Text to read:
========================================
Likewise, some of you are troubled by the harsher sayings of Moses. Many of you were shocked that Moses commanded that consistently disobedient children should be put before the elders of the city, and then stoned to death alongside adulterers, and homosexuals. Others would be shocked to learn that Moses barred men with crushed testicles from entering the assembly of the Lord. (Deuteronomy 23:1). Today that would include many men who have served this nation in combat. So, too, Moses forbad any born out of wedlock from entering the assembly of the Lord, or his descendants, even to the 10th generation. (Deuteronomy 23:2) That is like saying that one of us could not come to church because we were born to a single-mother. I myself have always regarded these texts, and others like them, as not only pre-Christ, but also sub-Christ. They do not measure up to Him! I cannot imagine Jesus Christ advocating that we stone people to death—he did not offer cheap grace, but he did offer real forgiveness, and he left judgment in the hands of God. Nor can I imagine Jesus refusing to allow someone to join the church because of a mistake that his mother made, much less because of a mistake made by his great-grandparents, nine-times removed.

King David also comes in for his share of criticism. He may have ended his life, “a man after God’s own heart,” (Acts 13:22) but David did some things that cause us to blush, and other things that cause us to hang our heads in shame, especially the way he dealt with Uriah, the husband of Bathsheba whom he murdered to protect himself. (2nd Samuel 11:14-17) Indeed, David is every bit as flawed as our modern heroes. Dwight Eisenhower was a great president, my absolute favorite, because he was the first I really knew, but he let his wife Mamie down when had an affair with his driver, Kay Somersby. Arnold Schwarzenegger was one of California’s most popular governors, but he let his wife Maria down when he fathered a child by his housekeeper of twenty years. I could go on to name other prominent people who slipped—people like Bill Clinton, and several of the Kennedy’s and dozens of other politicians. In fairness I have to say that preachers have had our share of negative headlines. Jim Bakker was caught up in a sex scandal with Jessica Hahn. So, too, he defrauded a lot of people out of a lot of money. When the authorities went in to arrest him for fraud, they found him lying behind a couch in a fetal position. Perhaps, his position was a profession. Perhaps he wished he had never been born. It puts me in mind of the question of Nicodemus who came to Jesus by night: “Can a man enter a second time into his mother’s womb and be reborn when he is old?” No! But Jesus said a man can be “born from above,” or “born again” by the Spirit of God. I am happy to report that Bakker has made a confession and a comeback, and this time, he is far less concerned with fame and notoriety. I don’t agree with all that he is doing—but I am impressed that he is doing it!
========================================
Material for this task:
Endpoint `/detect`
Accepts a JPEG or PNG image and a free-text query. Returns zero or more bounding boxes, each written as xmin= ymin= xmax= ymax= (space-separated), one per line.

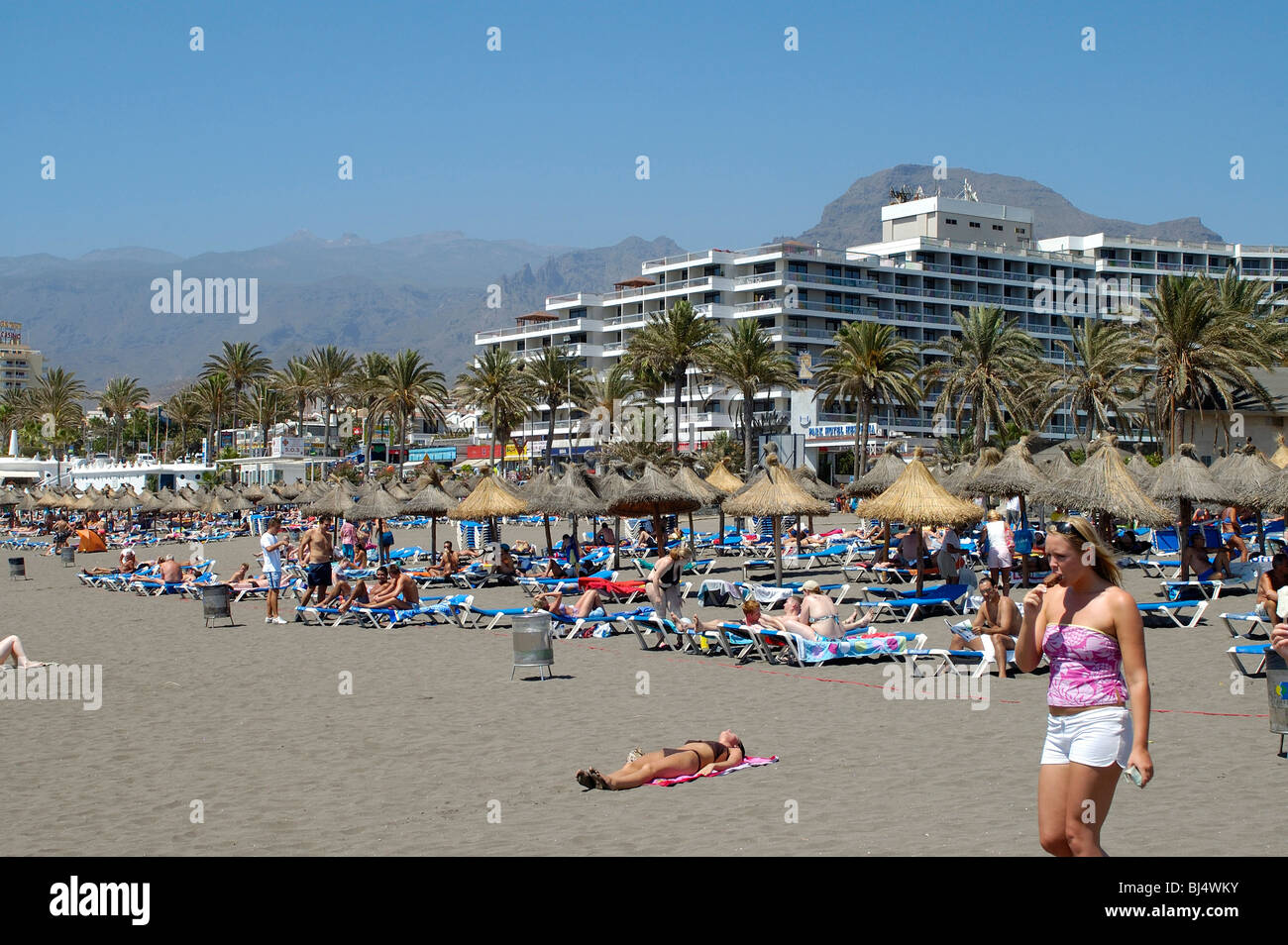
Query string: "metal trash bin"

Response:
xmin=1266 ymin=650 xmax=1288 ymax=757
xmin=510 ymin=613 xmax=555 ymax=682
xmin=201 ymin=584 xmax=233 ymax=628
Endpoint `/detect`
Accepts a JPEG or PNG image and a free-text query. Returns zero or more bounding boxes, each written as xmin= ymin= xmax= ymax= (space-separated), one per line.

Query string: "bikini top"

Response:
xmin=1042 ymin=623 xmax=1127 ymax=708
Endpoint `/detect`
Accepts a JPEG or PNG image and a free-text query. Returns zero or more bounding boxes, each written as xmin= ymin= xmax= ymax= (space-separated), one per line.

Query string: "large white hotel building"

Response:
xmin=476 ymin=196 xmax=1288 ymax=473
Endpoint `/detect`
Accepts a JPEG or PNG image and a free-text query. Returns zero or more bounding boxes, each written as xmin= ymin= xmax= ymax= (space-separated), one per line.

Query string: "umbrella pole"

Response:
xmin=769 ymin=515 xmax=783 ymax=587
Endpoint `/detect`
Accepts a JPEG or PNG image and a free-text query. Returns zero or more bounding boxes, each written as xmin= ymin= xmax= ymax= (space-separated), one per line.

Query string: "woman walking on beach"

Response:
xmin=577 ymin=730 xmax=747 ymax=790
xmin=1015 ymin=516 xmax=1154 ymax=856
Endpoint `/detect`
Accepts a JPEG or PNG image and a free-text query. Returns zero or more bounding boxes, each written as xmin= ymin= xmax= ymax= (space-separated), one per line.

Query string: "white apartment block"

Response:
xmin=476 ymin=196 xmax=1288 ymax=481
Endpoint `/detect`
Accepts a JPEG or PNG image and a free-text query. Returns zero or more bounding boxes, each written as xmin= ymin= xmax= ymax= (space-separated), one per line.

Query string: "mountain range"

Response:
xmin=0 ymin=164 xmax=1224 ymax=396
========================================
Challenges:
1. Using the sermon excerpt, answer each question:
(a) Which verse is cited for Moses barring men with crushed testicles from the assembly?
(b) By whom did Arnold Schwarzenegger father a child?
(c) Where did the authorities find Jim Bakker when they went to arrest him?
2. Reproduce the stretch of rows from their first line through the line containing "xmin=1042 ymin=623 xmax=1127 ymax=708", both ends included. Omit the pictures.

Completed exercise:
1.
(a) Deuteronomy 23:1
(b) His housekeeper of twenty years
(c) Lying behind a couch in a fetal position

2.
Endpoint `/detect`
Accepts a JPEG or PNG image and a free-text query. Returns zero or more bounding boxes, each written as xmin= ymin= xmax= ymax= (space-separated), one per line.

Query string: "metal trash bin"

Response:
xmin=1266 ymin=650 xmax=1288 ymax=757
xmin=510 ymin=613 xmax=555 ymax=682
xmin=201 ymin=584 xmax=233 ymax=628
Endpoint `/detect`
Accepts a JPEG or PNG image and a free-text query. Returns zero or more bounding boxes, each written as xmin= ymin= xmax= ymax= (space-separated), one per line.

Query string: "bikini top"

Response:
xmin=1042 ymin=623 xmax=1127 ymax=708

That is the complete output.